→ Tasks to complete:
A) In the piece on map collecting, how many road maps does Curtis Carroll have in his personal collection?
B) Give the stretch of the records from the line containing "Annotate the stone" through the line containing "(1248, 359)", renaming "gabled roof" to "pitched roof" and keeping everything else the same.

They're all over the map
Clubs spring up and collectors unite over items that are a destination in themselves
Looking for a good map? If it's the road variety you're after, talk to Curtis Carroll. His personal collection of 40,000 road maps is packed into filing cabinets and boxes scattered throughout his Sacramento, Calif., home.
If your goal is more whimsical, Jim Willinger's Phoenix store can provide a projection of the world after an alien invasion. You could even join people like map historian Denis Wood, who charts such things as sewers and the placement of Halloween pumpkins in his town.
This is the Age of Maps. Forget for a moment those 15th-century creations, with their romanticized sea monsters and crudely conceived land masses. More than 99 percent of all maps ever were made in the past century. Keep a sharp eye, and maps will start popping up on such things as cereal boxes, bus stops, emergency exits, and license plates.
Most of us think about maps only when we need to get from one place to another. But there's a whole breed for whom the map itself is the destination.
And they're multiplying: More than a dozen map societies with an average membership of 200 have formed in the United States since the first one was founded in Chicago in 1976.
Factoring into the map mania is a broadening political and cultural interest in other countries and the fact that a growing number of Americans have traveled abroad. The unprecedented exposure of the Internet also enables instant access to the spectrum of maps, and connects map fans through special listservs.

→ Material:
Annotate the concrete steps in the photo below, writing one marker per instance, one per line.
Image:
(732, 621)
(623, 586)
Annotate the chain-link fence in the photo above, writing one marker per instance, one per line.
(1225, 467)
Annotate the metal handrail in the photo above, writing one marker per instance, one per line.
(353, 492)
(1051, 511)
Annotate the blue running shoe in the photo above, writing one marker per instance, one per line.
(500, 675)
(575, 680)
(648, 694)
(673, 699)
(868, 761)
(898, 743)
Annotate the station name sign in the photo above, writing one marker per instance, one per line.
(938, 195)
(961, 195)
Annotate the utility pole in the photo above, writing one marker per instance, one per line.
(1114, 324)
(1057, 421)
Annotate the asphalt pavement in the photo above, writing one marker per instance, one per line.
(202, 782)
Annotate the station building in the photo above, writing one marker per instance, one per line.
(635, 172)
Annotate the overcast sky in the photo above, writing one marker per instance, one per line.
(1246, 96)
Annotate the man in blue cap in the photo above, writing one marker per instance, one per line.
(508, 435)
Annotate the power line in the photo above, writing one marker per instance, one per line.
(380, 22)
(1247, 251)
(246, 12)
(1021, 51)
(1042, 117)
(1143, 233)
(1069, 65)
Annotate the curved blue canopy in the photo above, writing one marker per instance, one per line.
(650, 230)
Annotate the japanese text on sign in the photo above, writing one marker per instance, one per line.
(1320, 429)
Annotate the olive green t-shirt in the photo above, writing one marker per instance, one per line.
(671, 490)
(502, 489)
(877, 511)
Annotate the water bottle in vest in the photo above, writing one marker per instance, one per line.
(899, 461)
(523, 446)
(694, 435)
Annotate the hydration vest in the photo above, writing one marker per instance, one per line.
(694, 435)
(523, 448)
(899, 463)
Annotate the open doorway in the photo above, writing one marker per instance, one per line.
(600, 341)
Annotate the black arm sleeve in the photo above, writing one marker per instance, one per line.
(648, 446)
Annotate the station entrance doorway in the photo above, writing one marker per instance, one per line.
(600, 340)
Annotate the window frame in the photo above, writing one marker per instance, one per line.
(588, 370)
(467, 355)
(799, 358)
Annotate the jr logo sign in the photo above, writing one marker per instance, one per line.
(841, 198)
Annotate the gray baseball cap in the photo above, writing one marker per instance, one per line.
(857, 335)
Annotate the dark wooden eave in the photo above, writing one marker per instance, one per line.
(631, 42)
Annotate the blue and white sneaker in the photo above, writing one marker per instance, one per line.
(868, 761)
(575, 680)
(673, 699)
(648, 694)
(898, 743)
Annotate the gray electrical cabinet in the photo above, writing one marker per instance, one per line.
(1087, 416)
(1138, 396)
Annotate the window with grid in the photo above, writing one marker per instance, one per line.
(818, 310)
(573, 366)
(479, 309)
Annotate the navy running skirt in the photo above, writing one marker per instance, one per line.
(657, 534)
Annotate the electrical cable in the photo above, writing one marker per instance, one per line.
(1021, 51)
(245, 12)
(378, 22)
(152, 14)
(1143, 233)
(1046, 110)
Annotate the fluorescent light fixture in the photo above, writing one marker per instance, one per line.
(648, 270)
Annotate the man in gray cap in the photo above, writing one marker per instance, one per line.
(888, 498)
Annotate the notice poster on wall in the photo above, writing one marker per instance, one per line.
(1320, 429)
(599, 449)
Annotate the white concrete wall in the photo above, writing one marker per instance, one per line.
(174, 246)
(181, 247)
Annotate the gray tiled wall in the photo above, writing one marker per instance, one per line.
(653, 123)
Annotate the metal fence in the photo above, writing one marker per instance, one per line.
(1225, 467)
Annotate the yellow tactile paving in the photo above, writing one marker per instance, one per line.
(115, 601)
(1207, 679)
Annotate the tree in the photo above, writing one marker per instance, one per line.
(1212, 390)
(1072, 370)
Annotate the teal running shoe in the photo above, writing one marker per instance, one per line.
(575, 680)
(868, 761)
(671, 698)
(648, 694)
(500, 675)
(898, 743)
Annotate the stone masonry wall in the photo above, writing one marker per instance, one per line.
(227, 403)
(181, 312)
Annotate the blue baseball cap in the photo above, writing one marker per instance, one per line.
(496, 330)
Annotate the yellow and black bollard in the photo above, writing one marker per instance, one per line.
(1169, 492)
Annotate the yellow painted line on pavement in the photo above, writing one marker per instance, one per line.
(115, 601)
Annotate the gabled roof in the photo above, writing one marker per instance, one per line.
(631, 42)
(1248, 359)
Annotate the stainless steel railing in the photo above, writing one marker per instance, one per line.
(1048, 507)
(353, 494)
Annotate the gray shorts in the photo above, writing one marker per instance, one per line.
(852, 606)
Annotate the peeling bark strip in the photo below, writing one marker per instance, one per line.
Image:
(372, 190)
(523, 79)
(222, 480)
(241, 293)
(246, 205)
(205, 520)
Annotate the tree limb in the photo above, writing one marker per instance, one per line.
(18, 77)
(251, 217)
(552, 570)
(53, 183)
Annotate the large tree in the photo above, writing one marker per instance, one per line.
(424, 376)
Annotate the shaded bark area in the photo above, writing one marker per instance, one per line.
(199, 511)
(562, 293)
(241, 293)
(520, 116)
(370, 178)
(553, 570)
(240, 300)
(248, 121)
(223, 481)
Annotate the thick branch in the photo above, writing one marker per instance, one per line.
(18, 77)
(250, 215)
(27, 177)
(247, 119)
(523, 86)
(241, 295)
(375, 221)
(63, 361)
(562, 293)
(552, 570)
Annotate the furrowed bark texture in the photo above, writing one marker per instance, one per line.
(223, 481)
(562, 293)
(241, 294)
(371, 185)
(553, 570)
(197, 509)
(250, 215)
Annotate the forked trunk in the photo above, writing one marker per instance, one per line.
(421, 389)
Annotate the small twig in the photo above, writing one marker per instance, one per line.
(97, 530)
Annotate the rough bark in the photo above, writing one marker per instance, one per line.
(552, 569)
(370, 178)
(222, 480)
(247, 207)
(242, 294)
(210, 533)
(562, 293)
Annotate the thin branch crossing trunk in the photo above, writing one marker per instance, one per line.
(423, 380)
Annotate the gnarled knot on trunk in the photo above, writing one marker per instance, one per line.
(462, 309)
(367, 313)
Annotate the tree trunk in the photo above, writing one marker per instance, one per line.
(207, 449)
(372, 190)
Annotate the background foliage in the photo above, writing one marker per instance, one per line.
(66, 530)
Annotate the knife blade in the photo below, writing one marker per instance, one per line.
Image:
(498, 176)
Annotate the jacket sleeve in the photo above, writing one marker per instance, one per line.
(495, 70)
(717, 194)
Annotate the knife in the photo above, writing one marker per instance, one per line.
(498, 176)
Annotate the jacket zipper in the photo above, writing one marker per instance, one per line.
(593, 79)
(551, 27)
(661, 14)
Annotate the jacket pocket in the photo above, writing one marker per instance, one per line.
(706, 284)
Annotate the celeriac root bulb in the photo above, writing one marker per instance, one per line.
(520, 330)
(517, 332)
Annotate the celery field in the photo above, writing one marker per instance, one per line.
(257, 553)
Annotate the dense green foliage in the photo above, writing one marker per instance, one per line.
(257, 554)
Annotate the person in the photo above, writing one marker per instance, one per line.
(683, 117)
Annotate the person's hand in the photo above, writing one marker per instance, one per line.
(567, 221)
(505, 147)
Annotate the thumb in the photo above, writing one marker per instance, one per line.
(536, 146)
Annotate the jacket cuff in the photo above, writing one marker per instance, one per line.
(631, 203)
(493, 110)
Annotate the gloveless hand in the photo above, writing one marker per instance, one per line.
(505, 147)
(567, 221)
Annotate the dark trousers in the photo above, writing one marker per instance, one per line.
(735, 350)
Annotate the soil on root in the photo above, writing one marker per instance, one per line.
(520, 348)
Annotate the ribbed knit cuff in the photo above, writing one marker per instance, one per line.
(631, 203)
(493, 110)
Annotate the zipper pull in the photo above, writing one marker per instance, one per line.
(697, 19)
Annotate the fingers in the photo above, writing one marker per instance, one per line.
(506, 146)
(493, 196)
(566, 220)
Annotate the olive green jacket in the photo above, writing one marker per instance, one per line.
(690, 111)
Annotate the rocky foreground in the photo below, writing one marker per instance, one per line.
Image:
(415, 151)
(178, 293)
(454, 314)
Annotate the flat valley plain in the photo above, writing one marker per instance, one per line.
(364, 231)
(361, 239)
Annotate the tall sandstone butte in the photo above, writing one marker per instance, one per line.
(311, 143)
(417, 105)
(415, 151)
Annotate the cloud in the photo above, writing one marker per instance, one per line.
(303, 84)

→ Answers per task:
A) 40,000 road maps.

B)
Annotate the stone masonry wall in the photo above, writing one marker per instance, one per line.
(227, 403)
(181, 312)
Annotate the blue baseball cap in the photo above, writing one marker per instance, one per line.
(496, 330)
Annotate the yellow and black bollard in the photo above, writing one marker per instance, one per line.
(1169, 492)
Annotate the yellow painted line on pavement in the photo above, writing one marker per instance, one per line.
(115, 601)
Annotate the pitched roof in the photo above, writing one marker per instance, one per line.
(631, 42)
(1248, 359)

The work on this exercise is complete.